- WRITTEN EXERCISE -
Every record below is to be retyped exactly.
==== RECORDS FOR THIS EXERCISE ====
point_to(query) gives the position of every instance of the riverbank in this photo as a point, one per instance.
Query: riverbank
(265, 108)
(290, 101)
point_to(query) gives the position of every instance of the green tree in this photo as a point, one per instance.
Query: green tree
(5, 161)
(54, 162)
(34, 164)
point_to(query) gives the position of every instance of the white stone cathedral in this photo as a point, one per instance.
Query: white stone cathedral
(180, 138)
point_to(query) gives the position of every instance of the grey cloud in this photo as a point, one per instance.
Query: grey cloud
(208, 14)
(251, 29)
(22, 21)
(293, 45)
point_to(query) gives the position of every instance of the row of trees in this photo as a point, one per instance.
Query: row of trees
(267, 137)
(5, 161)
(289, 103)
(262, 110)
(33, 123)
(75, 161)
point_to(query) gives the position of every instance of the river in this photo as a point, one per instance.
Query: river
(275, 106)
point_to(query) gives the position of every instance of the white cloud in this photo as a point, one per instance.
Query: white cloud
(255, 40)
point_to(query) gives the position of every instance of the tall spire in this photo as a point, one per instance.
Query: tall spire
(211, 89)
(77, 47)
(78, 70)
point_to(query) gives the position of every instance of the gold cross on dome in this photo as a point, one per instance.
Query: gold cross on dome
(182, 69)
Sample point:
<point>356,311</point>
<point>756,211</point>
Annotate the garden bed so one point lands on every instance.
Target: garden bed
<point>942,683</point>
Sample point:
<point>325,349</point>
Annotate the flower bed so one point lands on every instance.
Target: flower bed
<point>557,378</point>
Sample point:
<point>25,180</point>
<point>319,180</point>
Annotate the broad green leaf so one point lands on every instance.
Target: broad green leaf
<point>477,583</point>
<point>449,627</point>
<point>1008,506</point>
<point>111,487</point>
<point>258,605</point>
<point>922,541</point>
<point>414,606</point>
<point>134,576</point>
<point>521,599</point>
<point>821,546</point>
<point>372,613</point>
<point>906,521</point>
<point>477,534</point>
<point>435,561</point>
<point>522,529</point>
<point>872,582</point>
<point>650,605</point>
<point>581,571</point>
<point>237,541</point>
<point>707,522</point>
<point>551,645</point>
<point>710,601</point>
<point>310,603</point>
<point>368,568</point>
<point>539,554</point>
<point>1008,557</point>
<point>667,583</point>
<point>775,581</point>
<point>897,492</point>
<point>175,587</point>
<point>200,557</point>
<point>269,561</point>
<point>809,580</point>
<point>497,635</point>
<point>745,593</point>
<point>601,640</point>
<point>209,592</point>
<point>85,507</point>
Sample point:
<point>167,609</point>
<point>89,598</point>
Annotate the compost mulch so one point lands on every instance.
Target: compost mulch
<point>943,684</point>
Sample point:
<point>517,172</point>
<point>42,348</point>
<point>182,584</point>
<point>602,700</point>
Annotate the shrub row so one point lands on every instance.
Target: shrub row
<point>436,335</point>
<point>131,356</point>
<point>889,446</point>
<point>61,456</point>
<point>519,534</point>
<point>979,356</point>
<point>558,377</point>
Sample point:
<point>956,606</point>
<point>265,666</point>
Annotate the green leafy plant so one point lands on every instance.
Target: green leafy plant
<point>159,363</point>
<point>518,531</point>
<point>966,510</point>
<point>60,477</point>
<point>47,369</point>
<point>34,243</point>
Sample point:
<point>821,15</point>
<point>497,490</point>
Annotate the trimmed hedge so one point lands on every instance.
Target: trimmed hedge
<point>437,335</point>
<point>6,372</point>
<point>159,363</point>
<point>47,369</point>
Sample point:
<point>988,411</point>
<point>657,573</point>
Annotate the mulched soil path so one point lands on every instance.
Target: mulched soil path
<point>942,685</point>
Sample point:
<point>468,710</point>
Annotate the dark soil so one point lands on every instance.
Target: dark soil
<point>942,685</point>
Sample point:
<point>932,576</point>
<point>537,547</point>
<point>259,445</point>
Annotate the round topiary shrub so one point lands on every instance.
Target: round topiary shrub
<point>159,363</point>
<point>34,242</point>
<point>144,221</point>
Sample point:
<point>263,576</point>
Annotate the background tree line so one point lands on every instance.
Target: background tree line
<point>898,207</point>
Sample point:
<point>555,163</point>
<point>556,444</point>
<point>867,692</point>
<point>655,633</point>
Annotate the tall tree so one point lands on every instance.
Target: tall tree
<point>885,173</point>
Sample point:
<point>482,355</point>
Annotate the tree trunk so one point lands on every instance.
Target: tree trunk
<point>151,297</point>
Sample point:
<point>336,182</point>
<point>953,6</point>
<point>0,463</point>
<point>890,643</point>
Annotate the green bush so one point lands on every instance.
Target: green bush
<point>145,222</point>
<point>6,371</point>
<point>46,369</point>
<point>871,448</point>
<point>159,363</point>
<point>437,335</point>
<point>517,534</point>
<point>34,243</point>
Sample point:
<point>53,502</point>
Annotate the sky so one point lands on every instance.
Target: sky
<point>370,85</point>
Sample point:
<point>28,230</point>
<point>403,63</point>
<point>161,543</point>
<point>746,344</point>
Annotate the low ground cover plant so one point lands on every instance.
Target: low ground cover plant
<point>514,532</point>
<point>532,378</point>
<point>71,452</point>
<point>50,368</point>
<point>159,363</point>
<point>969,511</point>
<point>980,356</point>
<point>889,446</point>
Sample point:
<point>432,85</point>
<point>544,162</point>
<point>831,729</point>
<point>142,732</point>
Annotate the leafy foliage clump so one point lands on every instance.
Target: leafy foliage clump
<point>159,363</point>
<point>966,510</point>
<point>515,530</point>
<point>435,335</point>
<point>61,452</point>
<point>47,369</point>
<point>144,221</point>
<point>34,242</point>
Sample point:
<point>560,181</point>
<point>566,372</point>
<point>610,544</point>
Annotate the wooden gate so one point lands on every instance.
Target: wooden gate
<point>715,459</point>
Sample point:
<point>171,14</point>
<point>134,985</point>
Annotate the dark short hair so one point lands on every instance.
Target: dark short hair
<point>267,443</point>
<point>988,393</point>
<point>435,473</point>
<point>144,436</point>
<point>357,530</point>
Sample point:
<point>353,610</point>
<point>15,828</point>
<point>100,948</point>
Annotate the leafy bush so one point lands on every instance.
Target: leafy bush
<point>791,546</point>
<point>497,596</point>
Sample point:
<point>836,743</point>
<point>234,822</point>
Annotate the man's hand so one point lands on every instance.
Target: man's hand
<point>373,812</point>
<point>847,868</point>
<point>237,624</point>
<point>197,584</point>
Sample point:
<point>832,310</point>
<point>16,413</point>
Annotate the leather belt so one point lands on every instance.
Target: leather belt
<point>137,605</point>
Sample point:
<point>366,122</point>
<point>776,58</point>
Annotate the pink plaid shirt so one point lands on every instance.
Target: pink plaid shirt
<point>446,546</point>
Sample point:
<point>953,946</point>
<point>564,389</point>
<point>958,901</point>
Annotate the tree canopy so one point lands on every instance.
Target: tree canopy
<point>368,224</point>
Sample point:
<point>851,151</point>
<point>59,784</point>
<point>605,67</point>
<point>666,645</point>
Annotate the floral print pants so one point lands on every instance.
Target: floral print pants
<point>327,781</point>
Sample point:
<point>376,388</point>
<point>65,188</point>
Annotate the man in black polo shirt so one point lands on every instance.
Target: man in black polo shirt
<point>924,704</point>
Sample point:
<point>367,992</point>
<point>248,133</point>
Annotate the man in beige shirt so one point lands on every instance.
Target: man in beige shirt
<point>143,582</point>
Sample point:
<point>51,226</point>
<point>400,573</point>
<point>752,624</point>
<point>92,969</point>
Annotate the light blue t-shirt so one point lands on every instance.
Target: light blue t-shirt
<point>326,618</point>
====
- OUTPUT -
point_to(query) gives the position of every instance of the riverbank in this photo as a point, one per instance.
Query: riverbank
(265, 108)
(290, 101)
point_to(query) gives the position of every instance of the green tree in this photo as a point, one per instance.
Query: green tree
(5, 161)
(54, 162)
(34, 164)
point_to(query) gives the position of every instance of the white stone cathedral in this photo as a point, one per instance.
Query: white stone cathedral
(180, 138)
point_to(query) gives the position of every instance of the grey cloud in this photo as a point, one per instance.
Query: grey cloud
(208, 14)
(251, 29)
(22, 21)
(293, 45)
point_to(query) gives the position of every instance of the row of trees in this photo as a point, one per instance.
Query: row of trees
(267, 137)
(5, 161)
(289, 103)
(262, 110)
(33, 123)
(75, 161)
point_to(query) gives the position of every instance of the river in this photo as a point, one per instance.
Query: river
(275, 106)
point_to(query) gives the position of every instance of the white cloud in this photo as a point, one per instance.
Query: white cloud
(255, 40)
point_to(query) gives the position of every instance of the tall spire in this photo as a point, one per instance.
Query: tall spire
(211, 89)
(77, 47)
(78, 70)
point_to(query) gives the position of every instance of the gold cross on dome in this photo as a point, one per instance.
Query: gold cross on dome
(182, 69)
Sample point:
<point>356,311</point>
<point>756,211</point>
Annotate the garden bed so one point lands on every instance.
Target: garden bed
<point>942,683</point>
Sample point:
<point>325,349</point>
Annotate the flower bed so one point lands on every instance.
Target: flower bed
<point>557,378</point>
Sample point:
<point>25,180</point>
<point>319,180</point>
Annotate the broad green leaf so one point lands on every instance.
Target: broad green leaf
<point>477,583</point>
<point>449,627</point>
<point>1008,506</point>
<point>111,487</point>
<point>258,605</point>
<point>922,541</point>
<point>414,606</point>
<point>134,576</point>
<point>521,599</point>
<point>821,546</point>
<point>372,613</point>
<point>906,521</point>
<point>477,534</point>
<point>435,561</point>
<point>522,529</point>
<point>872,582</point>
<point>650,605</point>
<point>581,571</point>
<point>237,541</point>
<point>707,522</point>
<point>551,645</point>
<point>710,601</point>
<point>310,603</point>
<point>368,568</point>
<point>539,554</point>
<point>1008,557</point>
<point>667,583</point>
<point>775,581</point>
<point>897,492</point>
<point>175,587</point>
<point>200,557</point>
<point>269,561</point>
<point>809,580</point>
<point>497,635</point>
<point>745,593</point>
<point>601,640</point>
<point>209,592</point>
<point>85,507</point>
Sample point:
<point>167,609</point>
<point>89,598</point>
Annotate the compost mulch so one point lands on every instance.
Target: compost mulch
<point>943,684</point>
Sample point:
<point>517,172</point>
<point>42,348</point>
<point>182,584</point>
<point>602,700</point>
Annotate the shrub row so one point lands on every instance.
Target: shrub row
<point>436,335</point>
<point>131,356</point>
<point>889,446</point>
<point>61,456</point>
<point>519,534</point>
<point>979,356</point>
<point>558,377</point>
Sample point:
<point>956,606</point>
<point>265,666</point>
Annotate the green leafy plant so one point lands on every instance.
Target: green leafy plant
<point>159,363</point>
<point>518,531</point>
<point>966,510</point>
<point>60,477</point>
<point>47,369</point>
<point>34,243</point>
Sample point:
<point>821,15</point>
<point>497,490</point>
Annotate the trimmed hedge so one point lands on every instance.
Target: trimmed hedge
<point>437,335</point>
<point>6,372</point>
<point>159,363</point>
<point>47,369</point>
Sample point:
<point>988,411</point>
<point>657,573</point>
Annotate the mulched soil path so one point lands on every instance.
Target: mulched soil path
<point>942,685</point>
Sample point:
<point>468,710</point>
Annotate the dark soil so one point lands on every instance.
Target: dark soil
<point>942,685</point>
Sample point:
<point>932,576</point>
<point>537,547</point>
<point>259,445</point>
Annotate the round topiary shrub so one point lands on every instance.
Target: round topiary shrub
<point>159,363</point>
<point>34,242</point>
<point>144,221</point>
Sample point:
<point>263,576</point>
Annotate the background tree line so one point lands on every instance.
Target: background tree line
<point>898,207</point>
Sample point:
<point>555,163</point>
<point>556,444</point>
<point>867,692</point>
<point>655,633</point>
Annotate the tall tree so one point lands on every instance.
Target: tall tree
<point>885,173</point>
Sample point:
<point>482,355</point>
Annotate the tree trunk so one point lands on every instance.
Target: tree trunk
<point>151,297</point>
Sample point:
<point>336,182</point>
<point>953,6</point>
<point>0,463</point>
<point>890,643</point>
Annotate the green bush so one point lands on every instance.
Target: green bush
<point>145,222</point>
<point>6,371</point>
<point>46,369</point>
<point>871,448</point>
<point>159,363</point>
<point>437,335</point>
<point>517,534</point>
<point>34,243</point>
Sample point:
<point>53,502</point>
Annotate the sky so one point lands on every instance.
Target: sky
<point>370,85</point>
Sample point:
<point>28,230</point>
<point>403,63</point>
<point>161,543</point>
<point>746,344</point>
Annotate the low ground cover plant so one point lands on every instance.
Target: low ground cover plant
<point>514,532</point>
<point>532,378</point>
<point>71,452</point>
<point>50,368</point>
<point>159,363</point>
<point>969,511</point>
<point>980,356</point>
<point>889,446</point>
Sample point:
<point>432,85</point>
<point>544,162</point>
<point>831,729</point>
<point>142,732</point>
Annotate the leafy foliage clump so one point lands on every instance.
Target: leafy foliage clump
<point>159,363</point>
<point>966,510</point>
<point>515,530</point>
<point>435,335</point>
<point>61,452</point>
<point>47,369</point>
<point>144,221</point>
<point>34,242</point>
Sample point:
<point>560,181</point>
<point>566,372</point>
<point>610,544</point>
Annotate the wooden gate so one point lands on every instance.
Target: wooden gate
<point>715,459</point>
Sample point:
<point>171,14</point>
<point>134,985</point>
Annotate the dark short hair so one point lands on every instance.
Target: dark short hair
<point>267,443</point>
<point>988,393</point>
<point>435,473</point>
<point>144,436</point>
<point>357,530</point>
Sample point:
<point>353,610</point>
<point>15,828</point>
<point>100,948</point>
Annotate the leafy bush so one point lands on every instance.
Target: leafy bush
<point>791,546</point>
<point>497,596</point>
Sample point:
<point>836,743</point>
<point>234,822</point>
Annotate the man's hand so one point lands on every instance.
Target: man's hand
<point>373,812</point>
<point>847,868</point>
<point>237,624</point>
<point>197,584</point>
Sample point:
<point>832,310</point>
<point>16,413</point>
Annotate the leather belt so one point lands on every instance.
Target: leather belt
<point>137,605</point>
Sample point:
<point>366,122</point>
<point>776,58</point>
Annotate the pink plaid shirt so one point lands on every instance.
Target: pink plaid shirt
<point>446,546</point>
Sample point:
<point>953,946</point>
<point>564,389</point>
<point>958,901</point>
Annotate the tree canopy so one point lands on every instance.
Target: tree canopy
<point>368,224</point>
Sample point:
<point>851,151</point>
<point>59,784</point>
<point>605,67</point>
<point>666,645</point>
Annotate the floral print pants so one point lands on every instance.
Target: floral print pants
<point>327,781</point>
Sample point:
<point>376,388</point>
<point>65,188</point>
Annotate the man in black polo shirt so one point lands on every instance.
Target: man in black polo shirt
<point>924,704</point>
Sample point:
<point>367,992</point>
<point>248,133</point>
Annotate the man in beige shirt so one point lands on every instance.
Target: man in beige shirt
<point>143,582</point>
Sample point:
<point>51,226</point>
<point>400,573</point>
<point>752,624</point>
<point>92,969</point>
Annotate the light blue t-shirt so one point lands on every instance.
Target: light blue t-shirt
<point>326,618</point>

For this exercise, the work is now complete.